[Point-per-instance localization data]
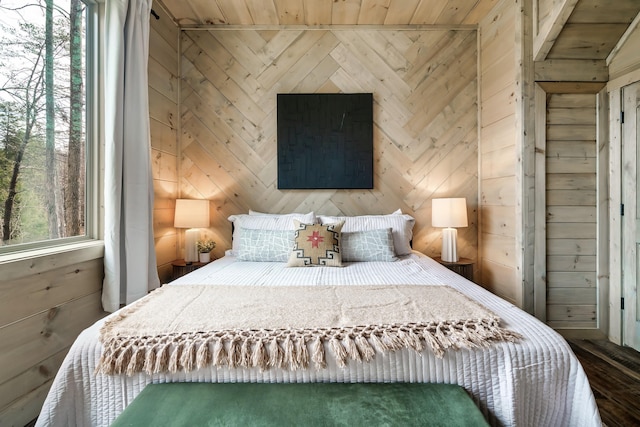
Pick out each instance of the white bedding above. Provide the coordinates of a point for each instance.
(536, 382)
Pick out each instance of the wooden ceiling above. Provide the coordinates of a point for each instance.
(593, 29)
(190, 13)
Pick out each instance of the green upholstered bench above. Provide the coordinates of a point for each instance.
(308, 404)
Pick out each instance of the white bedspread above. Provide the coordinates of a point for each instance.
(535, 382)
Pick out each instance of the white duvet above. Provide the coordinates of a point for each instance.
(535, 382)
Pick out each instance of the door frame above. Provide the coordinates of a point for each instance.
(614, 87)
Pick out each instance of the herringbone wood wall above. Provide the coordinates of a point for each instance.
(424, 85)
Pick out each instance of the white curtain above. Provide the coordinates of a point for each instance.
(129, 260)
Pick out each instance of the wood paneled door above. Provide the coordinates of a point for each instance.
(631, 216)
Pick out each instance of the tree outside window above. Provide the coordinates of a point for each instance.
(42, 120)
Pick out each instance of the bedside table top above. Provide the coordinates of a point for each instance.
(183, 263)
(461, 261)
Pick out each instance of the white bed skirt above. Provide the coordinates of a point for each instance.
(535, 382)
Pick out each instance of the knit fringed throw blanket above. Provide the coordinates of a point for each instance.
(187, 327)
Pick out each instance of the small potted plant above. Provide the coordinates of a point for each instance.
(204, 249)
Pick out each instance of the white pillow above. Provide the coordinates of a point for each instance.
(256, 213)
(369, 245)
(401, 226)
(265, 222)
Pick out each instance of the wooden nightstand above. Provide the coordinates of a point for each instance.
(464, 267)
(180, 267)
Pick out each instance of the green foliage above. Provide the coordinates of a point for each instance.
(22, 119)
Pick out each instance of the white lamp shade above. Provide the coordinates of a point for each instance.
(191, 213)
(449, 212)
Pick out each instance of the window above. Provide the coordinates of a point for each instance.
(47, 144)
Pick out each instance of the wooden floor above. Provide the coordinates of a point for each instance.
(614, 375)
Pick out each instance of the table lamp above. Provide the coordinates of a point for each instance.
(191, 214)
(449, 213)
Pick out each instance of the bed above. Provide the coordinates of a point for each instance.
(533, 381)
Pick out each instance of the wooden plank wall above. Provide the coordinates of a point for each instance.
(425, 120)
(163, 111)
(571, 201)
(45, 302)
(497, 151)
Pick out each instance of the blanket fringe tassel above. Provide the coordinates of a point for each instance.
(290, 350)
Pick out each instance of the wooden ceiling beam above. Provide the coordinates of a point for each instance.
(548, 33)
(573, 70)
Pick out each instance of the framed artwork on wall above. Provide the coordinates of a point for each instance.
(325, 141)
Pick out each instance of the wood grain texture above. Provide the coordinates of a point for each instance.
(163, 111)
(614, 377)
(571, 207)
(425, 120)
(44, 304)
(498, 133)
(327, 12)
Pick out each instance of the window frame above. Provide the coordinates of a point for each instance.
(93, 148)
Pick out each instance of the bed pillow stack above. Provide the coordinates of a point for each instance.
(283, 238)
(316, 244)
(265, 237)
(401, 226)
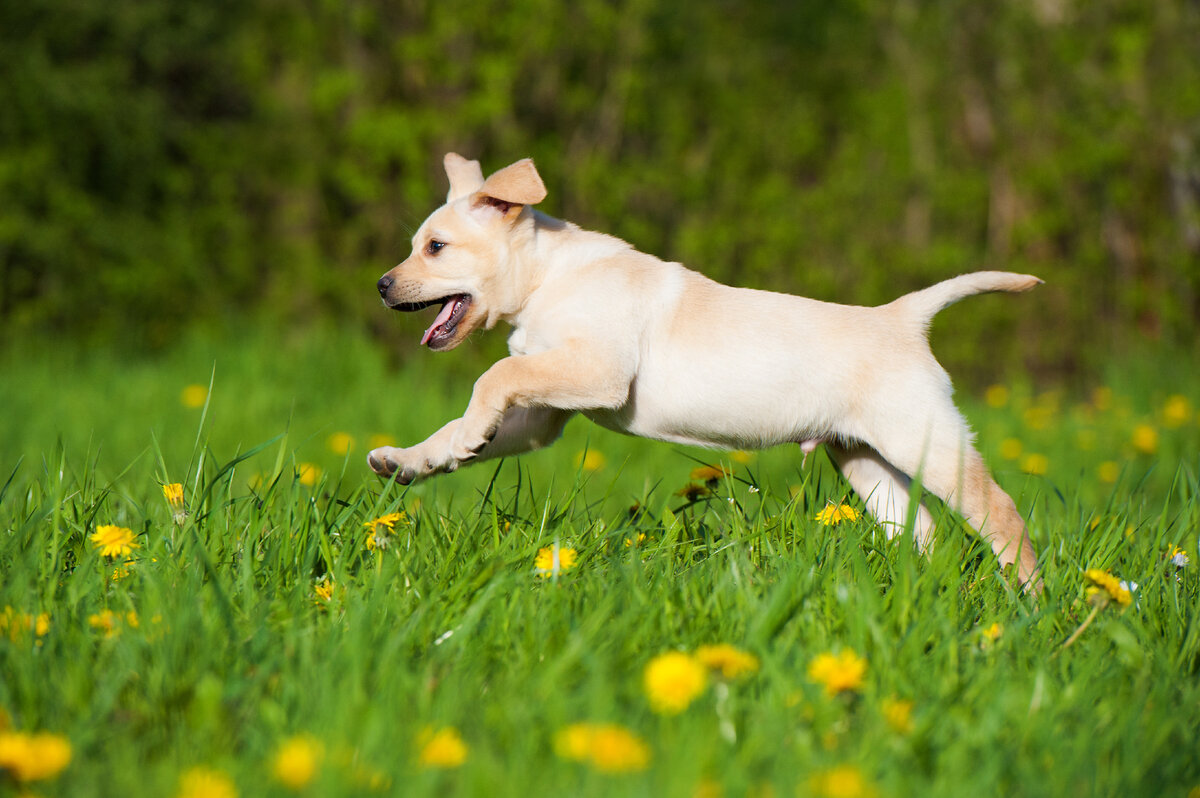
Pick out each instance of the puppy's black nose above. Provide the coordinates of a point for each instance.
(384, 285)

Exercise description:
Text only, no pictures: copy every entry exactly.

Exercise response:
Pick out each instance of the white bedding above. Provide the coordinates of a point for each instance.
(536, 382)
Pick out each instance of the wooden ceiling above. Provide the coordinates of a point for each instance.
(593, 29)
(190, 13)
Pick out each instance of the green upholstered bench above. Provide the coordinates of a point for each instance.
(308, 404)
Pick out each instance of the white bedspread above. Provide the coordinates of a point for each instance.
(535, 382)
Pick out each instance of the white duvet above. Provide the coordinates of a point for each instance.
(535, 382)
Pick out each instance of the door frame above. Provide the coordinates of a point for each instance.
(614, 87)
Pick out each instance of the herringbone wood wall above. Provide the coordinates of a point for each instance.
(424, 85)
Pick out each instance of the white curtain above. Provide the coordinates of a point for each instance.
(129, 260)
Pick out each instance of the wood paneled door above. Provide the coordinates of a point for each instance.
(631, 216)
Pick out each instance of the tree outside window above. Provide the coordinates of a point for each instance.
(42, 120)
Pick out each instance of the bedside table top above. Provide the coordinates of a point for each instance.
(183, 263)
(461, 261)
Pick out each instance of the white bed skirt above. Provide the coordinates of a point for each instance.
(535, 382)
Pick out each instance of the knit fringed throw blanket above. Provide the coordinates of a point for each instance.
(187, 327)
Pick out each instance of the small potted plant above. Provide the coordinates of a point for each instance.
(204, 249)
Pick out each instance of the white pillow above. Provide the coordinates of a point for each instance.
(256, 213)
(369, 245)
(401, 226)
(265, 222)
Pick out each instance of the wooden nightstand above. Provide the coordinates of a point for each instance.
(464, 267)
(180, 267)
Pick out each instance of the green foliage above. Provide the coordinates of a point for each instance.
(22, 119)
Pick out each instance of the white lamp shade above. Provide the coordinates of a point for each instance.
(191, 213)
(449, 212)
Pick out each instance of the window above. Provide the coordinates of a point for each instance.
(47, 144)
Pick out each instance of the wooden floor above. Provide the coordinates of a point for each instance.
(614, 375)
Pick out each instance of the table lamp above. Provide the coordinates of a point for each instance.
(191, 214)
(449, 213)
Pick out each instance of the bed above. Provide the coordinates of a point for each instance.
(533, 381)
Pick out each instance of the wooden plank wall above. Provide the coordinates of a point for each instance.
(425, 120)
(163, 111)
(571, 201)
(45, 302)
(497, 151)
Pick out each instance of the blanket fringe tassel above. Provide the coordinates of a point for each instance.
(290, 350)
Pick out each instance of the wooden ceiling beam above. Provide the coordinates of a point for each instance.
(548, 33)
(573, 70)
Pick out each instance of the framed artwork on wall above. Provide the coordinates of a point for each instance.
(325, 141)
Pick out each instance of the wood grain texture above. Provide the coordinates of a point for each instance.
(163, 111)
(614, 377)
(571, 207)
(425, 120)
(44, 304)
(498, 133)
(327, 12)
Pick out each instance of the window frame above. Provide the coordinates of a point for each instance.
(93, 148)
Pick out each instance of the bed pillow stack above. Provide the coordinates of a point for each instance.
(283, 238)
(316, 244)
(265, 237)
(401, 226)
Pick out each instance of the puppy's black nose above. Provide the coordinates of a point for each instance.
(384, 285)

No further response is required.